Biography of Willis T. Knowlton

Willis T. Knowlton, born July 30, 1848 in Portsmouth, New Hampshire, played a pivotal role in logging and lumber operations in Michigan and Minnesota alongside Ammi W. Wright for nearly four decades. From a family of shipbuilders, Knowlton’s business acumen flourished after moving to Chicago in 1864. His career took a significant turn after the great Chicago fire of 1871, eventually leading to his partnership with Wright. The successful merger of several business entities into the A. W. Wright Lumber Company saw annual production reach thirty million feet of logs. The business concluded in 1902 when the timber reserves were depleted. Knowlton also ventured into Minnesota’s logging and railway business, concluding those activities in 1897. He married Grace B. Ketcham in 1879, had two daughters, and spent winter seasons in California. Esteemed in Saginaw, Knowlton was a dedicated member of St. John’s Episcopal Church and highly respected in the community.

Willis T. Knowlton, for almost forty years associated with Ammi W. Wright in extensive logging and lumbering operations in Michigan and Minnesota, was born in Portsmouth, New Hampshire, on July 30, 1848. His parents were John and Elizabeth Caroline Knowlton, who were descended from pioneer families of New England. The father was born in Eliot, Maine, on December 18, 1820, and the mother was born in Portsmouth, New Hampshire, in 1822. They were married on September 4, 1845, and were blessed with three sons and two daughters. The leading industry of Portsmouth was shipbuilding, and John Knowlton followed the occupation of shipwright, later being employed in the construction department of the United States Navy Yard. He died in 1890 and was buried in Portsmouth.

In boyhood, Willis T. attended a private school and afterward the grammar school of his native town, and he graduated from the high school in Portsmouth. In August 1864, he came to the West and located in Chicago, where he kept books for Horace E. Robinson, who was in the flour and commission business, having a flour mill at Galveston, Indiana, and marketing the product of the mill on the Chicago Board of Trade. Later, the firm was changed to Robinson, Rice & Company, who built a flour mill in Chicago, located at 184 East Monroe Street, between La Salle Street and Fifth Avenue. This location at that time was just outside the main business portion of the city, the ground being low, but is now in the center of the great business section. The mill was totally destroyed in the great Chicago fire of October 1871.

## Requests
1. According to the biography, in what year did the A. W. Wright Lumber Company's business end?
2. Please reproduce the biography word for word, starting at "Willis T. Knowlton, for" and ending at "buried in Portsmouth.".
3. Do these statements agree with the biography? Answer yes or no for each, quoting the words that decide it. (a) Knowlton moved to Chicago in 1864. (b) Knowlton's father was born in Portsmouth, New Hampshire. (c) Knowlton married Grace B. Ketcham in 1879.

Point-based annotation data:
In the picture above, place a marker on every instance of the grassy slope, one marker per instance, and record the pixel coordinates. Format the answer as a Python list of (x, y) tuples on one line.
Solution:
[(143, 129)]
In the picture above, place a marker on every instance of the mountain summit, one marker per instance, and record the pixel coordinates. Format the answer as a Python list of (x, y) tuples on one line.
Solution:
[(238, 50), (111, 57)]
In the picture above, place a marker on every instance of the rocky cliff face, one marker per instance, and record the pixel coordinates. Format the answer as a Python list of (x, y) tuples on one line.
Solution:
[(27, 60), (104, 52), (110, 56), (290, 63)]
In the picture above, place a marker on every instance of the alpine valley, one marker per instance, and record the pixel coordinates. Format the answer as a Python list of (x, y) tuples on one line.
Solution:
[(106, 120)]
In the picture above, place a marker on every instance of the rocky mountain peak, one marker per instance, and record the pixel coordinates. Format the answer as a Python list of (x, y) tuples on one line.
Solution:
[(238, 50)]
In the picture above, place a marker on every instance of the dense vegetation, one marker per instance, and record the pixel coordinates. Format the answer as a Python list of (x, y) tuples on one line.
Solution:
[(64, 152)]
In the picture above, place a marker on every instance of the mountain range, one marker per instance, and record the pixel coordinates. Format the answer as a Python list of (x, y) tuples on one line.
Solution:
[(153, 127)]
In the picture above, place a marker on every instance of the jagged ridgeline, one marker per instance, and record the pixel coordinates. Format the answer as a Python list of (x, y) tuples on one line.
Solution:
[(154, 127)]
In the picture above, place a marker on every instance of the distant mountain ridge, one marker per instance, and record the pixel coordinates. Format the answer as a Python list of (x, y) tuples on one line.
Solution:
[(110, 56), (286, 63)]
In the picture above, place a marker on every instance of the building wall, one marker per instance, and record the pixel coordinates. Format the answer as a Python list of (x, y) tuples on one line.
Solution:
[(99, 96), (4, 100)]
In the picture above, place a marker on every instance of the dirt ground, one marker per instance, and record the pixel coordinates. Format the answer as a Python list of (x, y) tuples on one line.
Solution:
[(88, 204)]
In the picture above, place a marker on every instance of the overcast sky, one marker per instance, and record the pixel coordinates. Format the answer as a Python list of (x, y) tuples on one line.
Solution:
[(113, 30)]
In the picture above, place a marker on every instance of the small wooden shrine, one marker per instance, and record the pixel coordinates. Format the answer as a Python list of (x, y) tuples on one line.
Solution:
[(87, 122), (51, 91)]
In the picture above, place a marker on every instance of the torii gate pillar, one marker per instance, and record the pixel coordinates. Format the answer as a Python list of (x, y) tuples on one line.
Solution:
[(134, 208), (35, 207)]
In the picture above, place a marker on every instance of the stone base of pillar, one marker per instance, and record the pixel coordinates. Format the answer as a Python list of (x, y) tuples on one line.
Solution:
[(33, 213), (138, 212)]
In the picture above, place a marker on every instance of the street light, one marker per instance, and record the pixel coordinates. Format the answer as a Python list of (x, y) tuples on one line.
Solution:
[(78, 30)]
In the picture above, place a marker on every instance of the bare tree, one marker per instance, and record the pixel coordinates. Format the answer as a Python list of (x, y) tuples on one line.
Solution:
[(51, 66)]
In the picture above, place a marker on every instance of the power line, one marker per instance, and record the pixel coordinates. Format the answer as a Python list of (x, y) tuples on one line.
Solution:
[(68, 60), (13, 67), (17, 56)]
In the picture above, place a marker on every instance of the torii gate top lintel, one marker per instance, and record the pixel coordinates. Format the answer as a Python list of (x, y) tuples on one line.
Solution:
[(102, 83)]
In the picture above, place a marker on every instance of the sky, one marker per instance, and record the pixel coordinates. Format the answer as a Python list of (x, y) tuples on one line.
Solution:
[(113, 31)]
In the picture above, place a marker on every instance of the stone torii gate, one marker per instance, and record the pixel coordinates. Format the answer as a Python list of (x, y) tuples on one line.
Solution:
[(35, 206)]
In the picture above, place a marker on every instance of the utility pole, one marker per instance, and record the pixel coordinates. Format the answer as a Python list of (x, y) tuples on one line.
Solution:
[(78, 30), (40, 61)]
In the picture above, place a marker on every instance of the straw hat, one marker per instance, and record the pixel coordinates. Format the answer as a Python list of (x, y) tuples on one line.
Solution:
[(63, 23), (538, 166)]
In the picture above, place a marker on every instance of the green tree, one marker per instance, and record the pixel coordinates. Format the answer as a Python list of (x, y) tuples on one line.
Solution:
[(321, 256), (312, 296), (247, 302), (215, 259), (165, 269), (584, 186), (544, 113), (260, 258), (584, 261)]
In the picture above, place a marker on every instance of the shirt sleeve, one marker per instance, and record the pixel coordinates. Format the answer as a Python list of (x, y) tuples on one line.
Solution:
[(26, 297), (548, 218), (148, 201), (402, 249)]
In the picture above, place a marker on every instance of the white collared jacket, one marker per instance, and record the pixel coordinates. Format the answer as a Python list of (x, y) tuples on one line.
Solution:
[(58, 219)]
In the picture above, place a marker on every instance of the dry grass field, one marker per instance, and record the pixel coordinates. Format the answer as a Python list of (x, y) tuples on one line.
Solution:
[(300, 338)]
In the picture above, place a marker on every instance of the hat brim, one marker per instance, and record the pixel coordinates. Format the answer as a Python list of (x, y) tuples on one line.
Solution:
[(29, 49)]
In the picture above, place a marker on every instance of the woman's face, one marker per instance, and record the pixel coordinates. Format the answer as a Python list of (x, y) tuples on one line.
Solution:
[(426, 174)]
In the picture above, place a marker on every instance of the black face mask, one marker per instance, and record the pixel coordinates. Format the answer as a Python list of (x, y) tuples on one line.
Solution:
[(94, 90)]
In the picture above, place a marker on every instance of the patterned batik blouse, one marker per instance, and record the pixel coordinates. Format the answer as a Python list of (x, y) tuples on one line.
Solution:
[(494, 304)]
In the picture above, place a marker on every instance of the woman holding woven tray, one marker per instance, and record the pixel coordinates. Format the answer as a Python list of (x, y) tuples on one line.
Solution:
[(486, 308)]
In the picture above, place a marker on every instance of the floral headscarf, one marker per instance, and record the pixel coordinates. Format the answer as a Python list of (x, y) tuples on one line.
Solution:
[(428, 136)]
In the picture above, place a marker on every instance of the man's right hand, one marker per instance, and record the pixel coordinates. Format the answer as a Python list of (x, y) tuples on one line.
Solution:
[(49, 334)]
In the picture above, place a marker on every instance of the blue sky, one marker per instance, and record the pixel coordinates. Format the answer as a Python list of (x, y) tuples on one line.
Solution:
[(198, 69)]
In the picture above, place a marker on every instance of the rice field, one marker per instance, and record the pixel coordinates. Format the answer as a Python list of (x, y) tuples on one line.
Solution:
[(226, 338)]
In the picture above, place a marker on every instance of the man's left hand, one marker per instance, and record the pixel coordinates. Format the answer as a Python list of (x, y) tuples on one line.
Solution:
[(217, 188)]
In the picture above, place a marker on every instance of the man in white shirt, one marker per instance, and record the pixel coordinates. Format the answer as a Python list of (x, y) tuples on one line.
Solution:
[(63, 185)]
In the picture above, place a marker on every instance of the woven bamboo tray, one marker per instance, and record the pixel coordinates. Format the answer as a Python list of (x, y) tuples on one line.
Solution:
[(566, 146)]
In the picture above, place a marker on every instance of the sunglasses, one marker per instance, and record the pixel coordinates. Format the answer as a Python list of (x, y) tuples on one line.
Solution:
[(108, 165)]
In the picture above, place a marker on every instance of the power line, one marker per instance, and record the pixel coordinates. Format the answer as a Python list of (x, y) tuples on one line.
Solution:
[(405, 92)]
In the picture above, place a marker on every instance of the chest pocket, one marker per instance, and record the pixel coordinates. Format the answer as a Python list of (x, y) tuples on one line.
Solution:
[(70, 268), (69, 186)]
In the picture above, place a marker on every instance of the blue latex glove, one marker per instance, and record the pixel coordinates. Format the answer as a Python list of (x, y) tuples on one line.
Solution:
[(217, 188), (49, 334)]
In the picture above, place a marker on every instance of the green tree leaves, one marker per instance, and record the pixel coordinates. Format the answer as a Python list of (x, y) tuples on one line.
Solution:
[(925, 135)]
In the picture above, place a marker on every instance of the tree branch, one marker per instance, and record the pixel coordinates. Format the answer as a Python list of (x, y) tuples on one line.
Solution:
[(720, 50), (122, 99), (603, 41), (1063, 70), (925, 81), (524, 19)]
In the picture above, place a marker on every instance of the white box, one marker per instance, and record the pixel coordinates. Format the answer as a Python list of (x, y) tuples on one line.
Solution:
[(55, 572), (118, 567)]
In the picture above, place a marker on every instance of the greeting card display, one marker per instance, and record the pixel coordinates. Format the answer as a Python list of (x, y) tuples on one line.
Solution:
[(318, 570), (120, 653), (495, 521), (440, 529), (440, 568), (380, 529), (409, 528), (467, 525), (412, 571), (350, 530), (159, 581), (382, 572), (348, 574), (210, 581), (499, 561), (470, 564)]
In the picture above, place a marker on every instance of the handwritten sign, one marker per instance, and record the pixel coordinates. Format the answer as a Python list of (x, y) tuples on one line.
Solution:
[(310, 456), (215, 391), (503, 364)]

## Full answers
1. 1902

2.
Willis T. Knowlton, for almost forty years associated with Ammi W. Wright in extensive logging and lumbering operations in Michigan and Minnesota, was born in Portsmouth, New Hampshire, on July 30, 1848. His parents were John and Elizabeth Caroline Knowlton, who were descended from pioneer families of New England. The father was born in Eliot, Maine, on December 18, 1820, and the mother was born in Portsmouth, New Hampshire, in 1822. They were married on September 4, 1845, and were blessed with three sons and two daughters. The leading industry of Portsmouth was shipbuilding, and John Knowlton followed the occupation of shipwright, later being employed in the construction department of the United States Navy Yard. He died in 1890 and was buried in Portsmouth.

3.
(a) Yes: "In August 1864, he came to the West and located in Chicago"
(b) No: "The father was born in Eliot, Maine, on December 18, 1820"
(c) Yes: "He married Grace B. Ketcham in 1879"